● **목표**: 아래 기록 전체를 문자 하나 바꾸지 말고 다시 입력하되, 그림은 답에서 제외하십시오.

포인팅 및 레이블링 항목:
....................

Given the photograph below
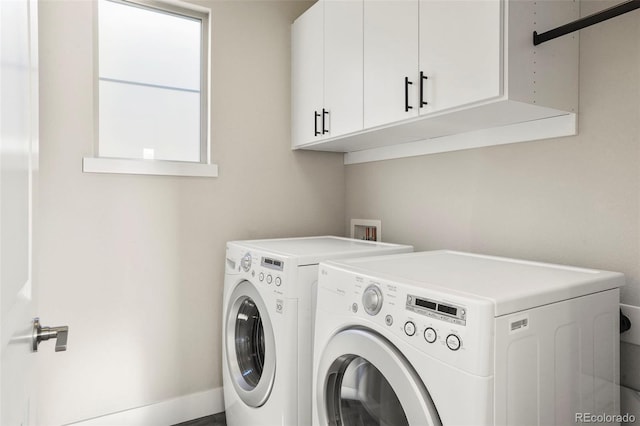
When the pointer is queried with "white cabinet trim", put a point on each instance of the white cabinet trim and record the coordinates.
(563, 125)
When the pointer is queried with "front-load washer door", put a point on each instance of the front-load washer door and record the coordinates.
(250, 345)
(364, 380)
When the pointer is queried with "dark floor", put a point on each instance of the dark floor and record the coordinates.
(215, 420)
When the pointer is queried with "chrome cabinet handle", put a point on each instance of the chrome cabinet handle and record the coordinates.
(41, 333)
(407, 83)
(423, 77)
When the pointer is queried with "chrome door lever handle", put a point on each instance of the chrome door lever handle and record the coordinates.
(41, 333)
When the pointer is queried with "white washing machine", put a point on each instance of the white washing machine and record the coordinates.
(448, 338)
(269, 293)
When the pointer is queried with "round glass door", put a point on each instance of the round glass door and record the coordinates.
(250, 345)
(363, 396)
(364, 380)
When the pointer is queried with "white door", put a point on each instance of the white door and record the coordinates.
(306, 76)
(343, 66)
(18, 163)
(390, 61)
(364, 379)
(460, 52)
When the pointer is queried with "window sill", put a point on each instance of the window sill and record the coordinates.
(148, 167)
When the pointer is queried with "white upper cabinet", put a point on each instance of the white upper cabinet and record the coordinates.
(327, 71)
(390, 61)
(459, 53)
(343, 66)
(399, 74)
(307, 75)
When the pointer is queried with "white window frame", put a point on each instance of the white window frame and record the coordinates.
(204, 168)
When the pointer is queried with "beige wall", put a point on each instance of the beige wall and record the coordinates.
(134, 264)
(573, 200)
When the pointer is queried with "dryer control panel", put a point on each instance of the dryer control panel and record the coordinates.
(436, 309)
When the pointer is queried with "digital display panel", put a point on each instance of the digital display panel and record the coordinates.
(447, 309)
(426, 304)
(272, 263)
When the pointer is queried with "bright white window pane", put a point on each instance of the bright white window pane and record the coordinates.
(147, 46)
(147, 122)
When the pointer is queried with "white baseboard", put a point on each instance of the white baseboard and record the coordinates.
(164, 413)
(633, 313)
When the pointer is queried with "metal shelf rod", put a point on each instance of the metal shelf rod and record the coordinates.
(587, 21)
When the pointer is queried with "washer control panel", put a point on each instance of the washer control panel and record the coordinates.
(450, 327)
(269, 271)
(438, 310)
(372, 299)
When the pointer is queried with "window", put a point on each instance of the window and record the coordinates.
(153, 103)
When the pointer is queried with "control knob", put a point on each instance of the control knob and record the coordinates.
(372, 300)
(246, 262)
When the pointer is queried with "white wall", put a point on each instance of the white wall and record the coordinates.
(573, 200)
(134, 264)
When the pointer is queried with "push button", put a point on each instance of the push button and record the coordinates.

....................

● **예상 출력**:
Given the photograph below
When the pointer is queried with "white cabinet trim", put a point on each instance of the white cabinet trim and record the coordinates.
(563, 125)
When the pointer is queried with "front-load washer door", put a point on each instance of the front-load washer door and record the coordinates.
(250, 345)
(364, 380)
When the pointer is queried with "dark floor", put a point on each instance of the dark floor and record the coordinates.
(215, 420)
When the pointer is queried with "chrome cabinet handle", put a point on each instance of the chrome cabinet handle and record the coordinates.
(41, 333)
(407, 83)
(423, 77)
When the pointer is queried with "chrome door lever handle", put a point on each instance of the chrome door lever handle and record the coordinates.
(41, 333)
When the pointer is queried with "white washing machine", put a point on each instance of the white washing machine and record the coordinates.
(448, 338)
(269, 293)
When the pointer is queried with "round glass door", put a point on each instance of the round glass door and record the coordinates.
(250, 345)
(363, 396)
(364, 380)
When the pointer is queried with "white door", put a point on each instance of the white door and record the coordinates.
(306, 76)
(343, 66)
(18, 163)
(390, 61)
(364, 379)
(460, 52)
When the pointer is queried with "window sill", put a point on each instance of the window sill and record the coordinates.
(148, 167)
When the pointer is queried with "white upper cabinet", put a point on each instance of the white upper cabinet and record the coordinates.
(327, 71)
(390, 61)
(459, 53)
(343, 66)
(399, 74)
(307, 75)
When the pointer is queried with "white window frame", put a point on each instance of the white window frame and record the coordinates.
(204, 168)
When the pointer is queried with "beige wall", put a point on each instance of the beige wall and record the coordinates.
(134, 264)
(573, 200)
When the pointer is queried with "dryer control panel", put a point on each instance of the dryer control panel and record the coordinates.
(436, 309)
When the pointer is queried with "digital display panel", put a point on each instance of the digital display panel and record the coordinates.
(447, 309)
(426, 304)
(272, 263)
When the pointer is queried with "bright white window pane", put a point on each instance of the bright white window pane and record the coordinates.
(147, 46)
(147, 122)
When the pointer is queried with "white baseboard", put a point on each instance of the white baseboard and record the coordinates.
(164, 413)
(633, 313)
When the pointer is queried with "metal shelf rod", put a point on each instance of the metal shelf rod and record the coordinates.
(587, 21)
When the pointer is queried with "washer control panel", put a point on each instance of the washer control panel and record the coordinates.
(450, 327)
(269, 271)
(438, 310)
(372, 299)
When the pointer is queried with "window", put a point on each instance of the window and record the coordinates.
(153, 103)
When the pointer is queried with "control knob", put a point on each instance of the control knob and record the coordinates.
(372, 300)
(246, 262)
When the pointer is queried with "white wall", put a point on each instance of the white wall and record the coordinates.
(573, 200)
(134, 264)
When the pointer is queried with "push button", put a point on each instance of the push button and record the coordinates.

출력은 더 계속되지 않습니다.